The collected data was imported into RStudio with the bibliometrix R package, which was employed for processing and analyzing bibliographic data. Subsequently, the biblioshiny app was utilized to create conceptual maps and network analyses. Finally, a presentation was developed to outline research trends and suggest directions for future investigations in the field of SSCI.

The research delved into various aspects, including authors, articles, journals, countries, and some factors such as contributions, keywords, H-indexes, and citations. The analysis examined the collaborative and co-citation networks among authors. Finally, we analyzed the keywords with the co-occurrence and word cloud.

2.4 Network analysis

By employing co-citation, co-authorship, and co-occurrence keyword networks, we sought to delve deeper into the scholarly contributions within the realm of the SSCI topic. These discoveries significantly enrich our comprehension of the subject matter, providing valuable insights into the dynamics of scholarly collaboration and knowledge dissemination. By integrating multiple network analysis techniques, we were able to construct a comprehensive picture of the scholarly landscape within the SSCI topic. This holistic approach not only deepened our understanding of the collaborative relationships among researchers but also provided valuable insights into the key themes and trends driving research in this area.

2.4.1 Co-citation network

A co-citation network was generated. It is important to note that the nodes within a co-citation network represent cited articles, and while their connections indicate the frequency of co-citations, they can be used to measure whether the author is influential in the literature [31, 32]. Thus, the bibliometrix-biblioshiny tool was able to identify which of all the authors were the most cited and, from the lines connecting them, perceive those with the highest frequency of co-citation [33].

The distribution of authors in a network occurs through the application of the Louvain clustering algorithm. This method, known for its accuracy, particularly excels in handling extensive co-citation networks. It utilizes the concept of modularity, a measure that assesses the significance of partitioning the network into communities [34]. The map reveals two key elements defining the intellectual structure of the research field. Firstly, the node size signifies the extent of co-citation an author has garnered from peers [33]. Secondly, the distances between authors and subgroups indicate the level of intellectual affinity among them [33].

2.4.2 Co-authorship network

The global scientific collaboration among authors was generated by the bibliometrix-biblioshiny tool, and the research hotspots could be unraveled through the visualization of the co-authorship network. The size of the circles depicts the number of occurrences of documents, and the strength of research collaboration is revealed by the distance between circles in individual pairs [35, 36]. The thicker and shorter the line between two circles representing different authors, the more collaboration exists [35, 36].

:: EXERCISE TASK A ::
Extract every line of the records that contains the word "tomato".

(Dataset records on object locations)

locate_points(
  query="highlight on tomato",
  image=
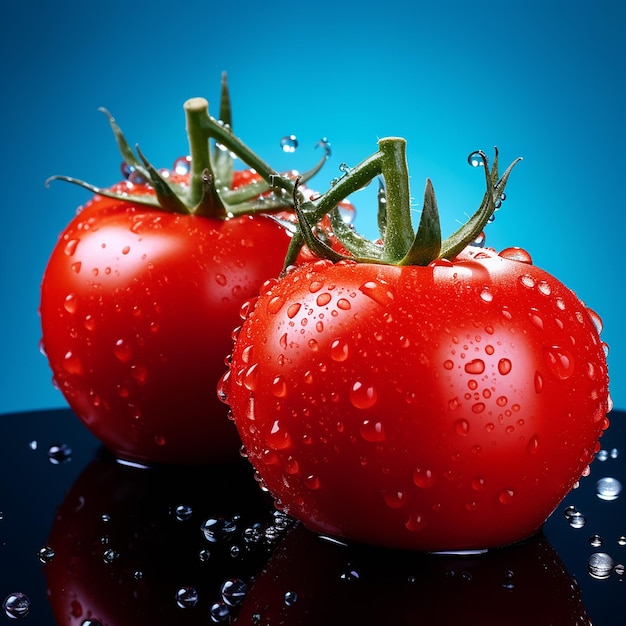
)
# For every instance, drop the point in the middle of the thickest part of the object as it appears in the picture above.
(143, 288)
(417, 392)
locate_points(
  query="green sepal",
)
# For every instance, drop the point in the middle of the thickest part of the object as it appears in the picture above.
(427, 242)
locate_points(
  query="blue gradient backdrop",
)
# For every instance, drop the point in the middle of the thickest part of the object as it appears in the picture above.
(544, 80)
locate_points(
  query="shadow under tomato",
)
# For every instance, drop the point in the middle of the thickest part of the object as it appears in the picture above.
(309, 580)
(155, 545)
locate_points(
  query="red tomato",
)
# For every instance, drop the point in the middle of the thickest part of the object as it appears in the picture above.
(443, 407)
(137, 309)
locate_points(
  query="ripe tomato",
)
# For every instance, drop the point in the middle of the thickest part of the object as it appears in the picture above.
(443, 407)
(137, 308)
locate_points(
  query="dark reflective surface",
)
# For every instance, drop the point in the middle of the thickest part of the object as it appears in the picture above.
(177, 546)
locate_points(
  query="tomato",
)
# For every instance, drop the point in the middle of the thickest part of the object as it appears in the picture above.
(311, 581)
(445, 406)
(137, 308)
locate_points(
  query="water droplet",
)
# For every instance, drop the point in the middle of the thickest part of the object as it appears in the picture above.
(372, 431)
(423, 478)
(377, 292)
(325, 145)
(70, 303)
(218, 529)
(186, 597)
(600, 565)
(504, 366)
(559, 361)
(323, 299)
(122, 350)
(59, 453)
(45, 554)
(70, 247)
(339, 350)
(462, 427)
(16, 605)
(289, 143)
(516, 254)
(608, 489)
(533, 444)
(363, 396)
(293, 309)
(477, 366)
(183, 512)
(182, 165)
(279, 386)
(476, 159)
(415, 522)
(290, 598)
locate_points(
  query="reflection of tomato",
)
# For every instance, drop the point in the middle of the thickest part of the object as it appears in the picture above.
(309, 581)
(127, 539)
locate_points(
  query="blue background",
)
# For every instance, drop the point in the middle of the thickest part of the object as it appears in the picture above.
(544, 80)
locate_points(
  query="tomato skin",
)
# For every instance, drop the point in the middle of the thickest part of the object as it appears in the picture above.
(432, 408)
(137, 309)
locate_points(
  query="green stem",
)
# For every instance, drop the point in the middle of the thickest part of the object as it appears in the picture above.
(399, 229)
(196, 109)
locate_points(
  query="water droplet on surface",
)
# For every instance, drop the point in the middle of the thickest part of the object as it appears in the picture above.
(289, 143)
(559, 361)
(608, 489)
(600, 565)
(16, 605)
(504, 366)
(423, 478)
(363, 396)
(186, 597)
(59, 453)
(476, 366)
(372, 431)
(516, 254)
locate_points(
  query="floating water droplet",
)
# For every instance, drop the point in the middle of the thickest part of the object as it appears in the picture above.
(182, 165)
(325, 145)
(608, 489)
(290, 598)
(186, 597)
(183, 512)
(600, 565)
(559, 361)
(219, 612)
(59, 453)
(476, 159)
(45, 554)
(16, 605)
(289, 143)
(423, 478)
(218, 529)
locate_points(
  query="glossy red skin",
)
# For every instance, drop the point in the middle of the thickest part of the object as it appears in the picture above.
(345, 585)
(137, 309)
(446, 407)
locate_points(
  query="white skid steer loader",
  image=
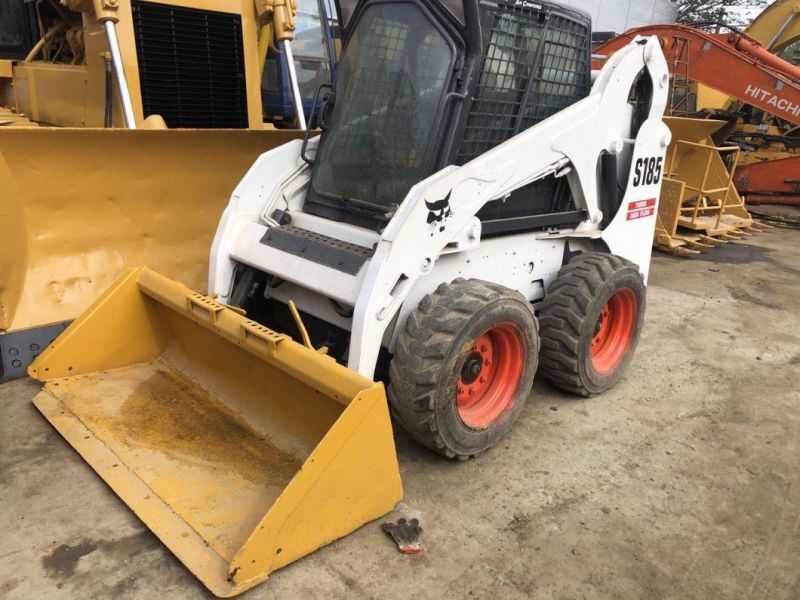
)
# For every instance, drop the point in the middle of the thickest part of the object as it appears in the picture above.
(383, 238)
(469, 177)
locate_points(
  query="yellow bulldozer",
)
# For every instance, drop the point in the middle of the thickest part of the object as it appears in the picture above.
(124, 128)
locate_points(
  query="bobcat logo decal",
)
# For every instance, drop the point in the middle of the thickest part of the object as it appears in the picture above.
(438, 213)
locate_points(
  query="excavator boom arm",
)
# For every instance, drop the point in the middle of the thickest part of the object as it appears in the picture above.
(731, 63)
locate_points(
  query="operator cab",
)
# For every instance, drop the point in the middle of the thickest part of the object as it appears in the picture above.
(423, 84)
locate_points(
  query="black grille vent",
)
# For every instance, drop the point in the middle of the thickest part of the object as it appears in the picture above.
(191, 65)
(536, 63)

:: EXERCISE TASK B ::
According to the excerpt on bibliometric network analysis, why is the Louvain clustering algorithm suited to distributing authors in the co-citation network?

:: EXERCISE RESPONSE A ::
  query="highlight on tomato",
  query="shadow under tomato",
  query="red tomato",
  query="ripe tomato",
  query="tomato",
  query="reflection of tomato",
  query="tomato skin",

:: EXERCISE RESPONSE B ::
The Louvain clustering algorithm is known for its accuracy and excels at handling extensive co-citation networks. It relies on modularity, a measure of how significant it is to partition the network into communities.